*TASK DESCRIPTION:* Tally the rows below and report only the number of lines that contain the string "gravel".

*PROVIDED DATA:*
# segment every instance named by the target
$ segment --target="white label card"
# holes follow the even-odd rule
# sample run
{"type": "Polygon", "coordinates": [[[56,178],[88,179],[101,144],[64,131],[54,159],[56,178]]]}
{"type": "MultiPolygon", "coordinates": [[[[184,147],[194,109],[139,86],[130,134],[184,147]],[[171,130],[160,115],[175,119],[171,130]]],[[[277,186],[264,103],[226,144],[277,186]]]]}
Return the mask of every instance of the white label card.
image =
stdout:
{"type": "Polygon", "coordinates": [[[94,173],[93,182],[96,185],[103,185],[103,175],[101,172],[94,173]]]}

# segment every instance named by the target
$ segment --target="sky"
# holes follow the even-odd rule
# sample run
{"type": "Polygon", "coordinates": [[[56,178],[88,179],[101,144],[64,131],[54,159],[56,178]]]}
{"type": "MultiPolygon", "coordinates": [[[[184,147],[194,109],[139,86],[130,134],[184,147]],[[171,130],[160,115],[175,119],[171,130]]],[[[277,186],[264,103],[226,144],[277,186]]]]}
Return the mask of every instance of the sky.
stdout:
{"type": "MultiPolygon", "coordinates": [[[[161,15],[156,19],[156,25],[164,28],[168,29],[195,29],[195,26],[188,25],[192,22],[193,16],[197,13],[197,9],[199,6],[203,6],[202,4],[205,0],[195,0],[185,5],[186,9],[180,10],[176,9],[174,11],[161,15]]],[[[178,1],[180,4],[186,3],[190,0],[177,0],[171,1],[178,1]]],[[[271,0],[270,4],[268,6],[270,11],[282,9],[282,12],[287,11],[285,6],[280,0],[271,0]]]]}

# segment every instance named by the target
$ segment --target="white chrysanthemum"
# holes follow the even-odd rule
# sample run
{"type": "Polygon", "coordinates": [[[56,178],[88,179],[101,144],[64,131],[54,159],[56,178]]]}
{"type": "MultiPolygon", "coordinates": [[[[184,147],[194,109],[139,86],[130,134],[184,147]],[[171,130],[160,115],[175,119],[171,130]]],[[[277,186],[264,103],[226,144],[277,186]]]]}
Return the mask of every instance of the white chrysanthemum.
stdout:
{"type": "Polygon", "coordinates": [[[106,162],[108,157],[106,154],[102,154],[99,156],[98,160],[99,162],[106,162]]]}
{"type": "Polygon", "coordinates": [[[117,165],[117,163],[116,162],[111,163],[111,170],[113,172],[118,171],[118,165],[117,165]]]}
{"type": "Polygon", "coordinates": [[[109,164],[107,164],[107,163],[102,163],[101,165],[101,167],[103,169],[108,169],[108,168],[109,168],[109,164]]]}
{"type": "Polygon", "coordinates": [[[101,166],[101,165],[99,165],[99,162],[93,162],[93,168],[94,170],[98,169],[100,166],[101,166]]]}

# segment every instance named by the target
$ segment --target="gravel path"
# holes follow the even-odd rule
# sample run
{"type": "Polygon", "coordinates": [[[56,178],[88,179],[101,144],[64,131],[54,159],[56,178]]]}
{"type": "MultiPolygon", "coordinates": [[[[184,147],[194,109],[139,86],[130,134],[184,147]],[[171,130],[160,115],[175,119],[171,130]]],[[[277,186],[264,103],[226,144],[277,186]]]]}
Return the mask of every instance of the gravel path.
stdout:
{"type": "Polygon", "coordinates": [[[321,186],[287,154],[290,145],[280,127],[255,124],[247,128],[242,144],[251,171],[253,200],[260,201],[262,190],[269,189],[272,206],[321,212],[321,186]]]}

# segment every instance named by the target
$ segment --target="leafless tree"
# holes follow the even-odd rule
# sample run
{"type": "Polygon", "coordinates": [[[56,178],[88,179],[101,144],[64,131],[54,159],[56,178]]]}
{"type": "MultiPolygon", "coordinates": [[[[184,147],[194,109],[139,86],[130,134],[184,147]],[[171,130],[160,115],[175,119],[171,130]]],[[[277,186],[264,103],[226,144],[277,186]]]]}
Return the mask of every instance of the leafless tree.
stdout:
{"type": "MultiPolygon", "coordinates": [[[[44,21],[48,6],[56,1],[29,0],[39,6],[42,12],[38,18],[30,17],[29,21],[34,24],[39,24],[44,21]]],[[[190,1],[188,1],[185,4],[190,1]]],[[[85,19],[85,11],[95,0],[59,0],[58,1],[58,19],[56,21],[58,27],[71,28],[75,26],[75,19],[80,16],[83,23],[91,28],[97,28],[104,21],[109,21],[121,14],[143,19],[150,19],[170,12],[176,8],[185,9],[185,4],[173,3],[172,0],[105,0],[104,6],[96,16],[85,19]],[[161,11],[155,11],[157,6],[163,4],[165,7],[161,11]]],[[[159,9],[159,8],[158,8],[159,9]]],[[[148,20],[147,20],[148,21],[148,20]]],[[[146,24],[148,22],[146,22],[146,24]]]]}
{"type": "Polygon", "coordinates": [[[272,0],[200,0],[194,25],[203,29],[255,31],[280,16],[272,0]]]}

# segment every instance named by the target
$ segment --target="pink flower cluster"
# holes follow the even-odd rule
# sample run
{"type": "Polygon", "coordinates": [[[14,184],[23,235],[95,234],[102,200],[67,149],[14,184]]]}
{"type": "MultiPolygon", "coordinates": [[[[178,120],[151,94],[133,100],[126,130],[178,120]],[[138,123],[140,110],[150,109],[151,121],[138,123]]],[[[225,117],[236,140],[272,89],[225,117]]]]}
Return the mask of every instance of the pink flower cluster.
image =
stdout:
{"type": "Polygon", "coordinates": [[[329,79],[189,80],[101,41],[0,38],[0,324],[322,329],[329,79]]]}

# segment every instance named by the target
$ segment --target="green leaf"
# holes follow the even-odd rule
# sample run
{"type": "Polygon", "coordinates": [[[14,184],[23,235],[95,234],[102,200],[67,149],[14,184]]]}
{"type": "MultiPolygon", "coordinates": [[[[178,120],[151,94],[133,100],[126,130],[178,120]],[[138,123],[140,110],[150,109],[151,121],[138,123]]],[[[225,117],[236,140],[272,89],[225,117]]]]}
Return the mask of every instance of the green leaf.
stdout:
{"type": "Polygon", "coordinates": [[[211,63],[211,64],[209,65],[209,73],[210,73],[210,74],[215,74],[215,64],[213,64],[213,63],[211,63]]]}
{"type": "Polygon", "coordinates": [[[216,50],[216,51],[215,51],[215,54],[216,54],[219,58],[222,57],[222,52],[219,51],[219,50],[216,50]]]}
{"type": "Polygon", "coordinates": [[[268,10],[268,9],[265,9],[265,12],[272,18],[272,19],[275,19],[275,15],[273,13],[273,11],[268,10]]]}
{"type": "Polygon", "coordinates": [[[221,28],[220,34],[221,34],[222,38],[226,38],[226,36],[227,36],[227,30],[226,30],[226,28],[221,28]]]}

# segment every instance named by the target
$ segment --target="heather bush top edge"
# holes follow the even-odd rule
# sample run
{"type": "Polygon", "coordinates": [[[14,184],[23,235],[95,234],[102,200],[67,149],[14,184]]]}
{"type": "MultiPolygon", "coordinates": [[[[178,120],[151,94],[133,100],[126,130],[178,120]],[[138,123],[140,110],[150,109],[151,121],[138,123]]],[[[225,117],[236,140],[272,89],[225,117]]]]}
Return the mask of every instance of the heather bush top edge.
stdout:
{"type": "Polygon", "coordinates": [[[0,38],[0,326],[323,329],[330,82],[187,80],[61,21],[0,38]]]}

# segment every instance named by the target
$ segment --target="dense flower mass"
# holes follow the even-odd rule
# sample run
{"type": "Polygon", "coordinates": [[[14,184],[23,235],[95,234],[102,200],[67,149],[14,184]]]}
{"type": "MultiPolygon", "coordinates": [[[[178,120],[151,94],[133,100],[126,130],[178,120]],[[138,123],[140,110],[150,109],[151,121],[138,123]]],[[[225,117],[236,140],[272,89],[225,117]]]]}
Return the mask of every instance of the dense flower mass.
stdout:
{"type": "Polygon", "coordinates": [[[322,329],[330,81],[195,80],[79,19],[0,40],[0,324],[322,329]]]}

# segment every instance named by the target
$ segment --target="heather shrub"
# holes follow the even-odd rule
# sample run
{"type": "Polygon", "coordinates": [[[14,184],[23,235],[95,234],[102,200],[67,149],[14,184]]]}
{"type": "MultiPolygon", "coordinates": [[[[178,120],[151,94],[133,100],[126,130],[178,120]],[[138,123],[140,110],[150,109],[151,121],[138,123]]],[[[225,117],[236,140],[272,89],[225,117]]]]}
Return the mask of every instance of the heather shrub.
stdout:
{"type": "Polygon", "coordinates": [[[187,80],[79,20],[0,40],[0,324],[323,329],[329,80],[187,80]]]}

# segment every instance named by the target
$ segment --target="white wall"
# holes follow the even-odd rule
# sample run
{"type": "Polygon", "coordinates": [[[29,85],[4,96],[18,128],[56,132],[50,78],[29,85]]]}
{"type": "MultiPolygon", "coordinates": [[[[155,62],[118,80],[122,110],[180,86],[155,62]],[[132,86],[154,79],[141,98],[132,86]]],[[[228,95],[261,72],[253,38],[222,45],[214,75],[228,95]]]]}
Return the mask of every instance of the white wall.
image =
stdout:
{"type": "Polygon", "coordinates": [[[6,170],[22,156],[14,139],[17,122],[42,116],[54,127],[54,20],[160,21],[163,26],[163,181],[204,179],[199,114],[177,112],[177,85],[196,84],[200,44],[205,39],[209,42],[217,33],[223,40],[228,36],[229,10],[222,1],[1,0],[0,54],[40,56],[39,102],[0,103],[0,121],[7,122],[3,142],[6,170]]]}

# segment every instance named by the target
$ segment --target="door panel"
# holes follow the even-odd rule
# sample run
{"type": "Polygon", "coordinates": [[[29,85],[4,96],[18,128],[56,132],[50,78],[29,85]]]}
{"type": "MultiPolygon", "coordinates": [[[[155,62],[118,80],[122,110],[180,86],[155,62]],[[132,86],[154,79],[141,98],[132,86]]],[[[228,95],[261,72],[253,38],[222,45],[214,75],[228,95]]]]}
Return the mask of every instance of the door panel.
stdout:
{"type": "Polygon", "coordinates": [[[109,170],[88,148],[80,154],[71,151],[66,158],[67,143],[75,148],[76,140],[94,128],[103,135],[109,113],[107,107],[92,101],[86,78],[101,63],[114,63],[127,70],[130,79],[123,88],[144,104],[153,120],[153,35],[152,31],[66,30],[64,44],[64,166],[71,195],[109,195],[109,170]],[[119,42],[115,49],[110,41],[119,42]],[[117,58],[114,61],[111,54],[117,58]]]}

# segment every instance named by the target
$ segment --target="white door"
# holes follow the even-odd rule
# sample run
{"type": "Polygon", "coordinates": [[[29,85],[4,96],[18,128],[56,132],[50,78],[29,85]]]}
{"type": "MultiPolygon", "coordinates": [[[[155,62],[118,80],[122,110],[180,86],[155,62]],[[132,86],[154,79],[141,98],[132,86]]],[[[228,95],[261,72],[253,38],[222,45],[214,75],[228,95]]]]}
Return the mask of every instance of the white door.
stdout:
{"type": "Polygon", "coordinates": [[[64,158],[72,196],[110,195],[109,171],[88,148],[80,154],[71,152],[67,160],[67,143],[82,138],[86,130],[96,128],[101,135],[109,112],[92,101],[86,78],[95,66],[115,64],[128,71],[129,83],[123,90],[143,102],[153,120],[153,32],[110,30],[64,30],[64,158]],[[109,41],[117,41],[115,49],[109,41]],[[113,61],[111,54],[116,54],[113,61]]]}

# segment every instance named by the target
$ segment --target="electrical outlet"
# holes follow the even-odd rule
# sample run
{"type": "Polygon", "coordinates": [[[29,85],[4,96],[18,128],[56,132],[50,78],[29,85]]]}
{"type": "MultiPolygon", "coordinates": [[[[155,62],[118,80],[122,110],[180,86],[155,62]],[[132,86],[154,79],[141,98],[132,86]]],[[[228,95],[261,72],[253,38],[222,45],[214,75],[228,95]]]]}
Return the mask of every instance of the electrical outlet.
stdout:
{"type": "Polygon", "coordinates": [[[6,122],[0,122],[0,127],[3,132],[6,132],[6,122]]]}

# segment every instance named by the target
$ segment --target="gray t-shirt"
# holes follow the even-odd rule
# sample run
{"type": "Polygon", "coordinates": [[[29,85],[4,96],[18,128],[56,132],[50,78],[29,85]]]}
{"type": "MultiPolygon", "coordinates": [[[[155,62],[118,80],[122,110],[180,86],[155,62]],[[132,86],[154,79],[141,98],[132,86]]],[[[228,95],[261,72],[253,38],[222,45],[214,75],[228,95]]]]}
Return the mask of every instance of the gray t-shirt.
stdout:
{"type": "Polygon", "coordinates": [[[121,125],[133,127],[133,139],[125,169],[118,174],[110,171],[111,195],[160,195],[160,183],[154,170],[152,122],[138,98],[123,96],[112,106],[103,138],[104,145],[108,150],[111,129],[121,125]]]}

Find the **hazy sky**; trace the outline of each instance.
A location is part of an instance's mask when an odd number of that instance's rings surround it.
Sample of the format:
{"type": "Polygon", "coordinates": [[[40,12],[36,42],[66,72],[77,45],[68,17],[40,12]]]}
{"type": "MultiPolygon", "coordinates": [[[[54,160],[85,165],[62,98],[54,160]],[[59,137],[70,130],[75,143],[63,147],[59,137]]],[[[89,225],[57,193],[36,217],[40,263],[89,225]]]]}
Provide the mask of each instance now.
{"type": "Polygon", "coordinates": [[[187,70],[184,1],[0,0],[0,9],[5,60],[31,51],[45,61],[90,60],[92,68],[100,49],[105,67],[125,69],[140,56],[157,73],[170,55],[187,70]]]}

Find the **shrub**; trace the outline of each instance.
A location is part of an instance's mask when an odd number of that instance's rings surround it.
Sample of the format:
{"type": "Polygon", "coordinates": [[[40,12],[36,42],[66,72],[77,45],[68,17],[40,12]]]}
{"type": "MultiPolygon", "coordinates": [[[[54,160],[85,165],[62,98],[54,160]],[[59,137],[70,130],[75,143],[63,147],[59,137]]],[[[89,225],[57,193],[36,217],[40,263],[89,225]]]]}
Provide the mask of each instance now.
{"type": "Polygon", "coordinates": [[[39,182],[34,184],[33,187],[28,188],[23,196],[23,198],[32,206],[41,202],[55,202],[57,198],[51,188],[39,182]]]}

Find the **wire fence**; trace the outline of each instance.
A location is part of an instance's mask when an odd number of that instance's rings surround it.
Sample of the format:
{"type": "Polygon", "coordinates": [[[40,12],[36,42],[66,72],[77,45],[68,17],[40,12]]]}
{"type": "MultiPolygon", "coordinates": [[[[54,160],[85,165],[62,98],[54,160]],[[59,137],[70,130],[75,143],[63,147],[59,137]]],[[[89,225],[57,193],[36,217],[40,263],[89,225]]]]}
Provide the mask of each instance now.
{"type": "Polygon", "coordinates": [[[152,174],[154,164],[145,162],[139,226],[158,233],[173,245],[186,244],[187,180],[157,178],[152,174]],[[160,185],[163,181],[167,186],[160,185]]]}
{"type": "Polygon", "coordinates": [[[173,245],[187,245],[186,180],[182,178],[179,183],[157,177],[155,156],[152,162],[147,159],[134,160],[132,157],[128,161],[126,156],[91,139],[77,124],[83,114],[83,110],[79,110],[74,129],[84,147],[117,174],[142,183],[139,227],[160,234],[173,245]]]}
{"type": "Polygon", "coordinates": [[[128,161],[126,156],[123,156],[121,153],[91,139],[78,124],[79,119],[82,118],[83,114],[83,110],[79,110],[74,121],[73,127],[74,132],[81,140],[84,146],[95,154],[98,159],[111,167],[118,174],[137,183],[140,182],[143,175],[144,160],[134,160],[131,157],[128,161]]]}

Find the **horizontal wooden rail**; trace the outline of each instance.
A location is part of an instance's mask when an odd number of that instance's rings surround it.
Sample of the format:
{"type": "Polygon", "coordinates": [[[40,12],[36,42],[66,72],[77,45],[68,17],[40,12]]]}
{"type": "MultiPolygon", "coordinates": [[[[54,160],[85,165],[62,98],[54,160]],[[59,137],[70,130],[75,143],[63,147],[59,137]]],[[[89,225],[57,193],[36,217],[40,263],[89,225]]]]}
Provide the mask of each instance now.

*ANSWER FOR THIS EXERCISE:* 2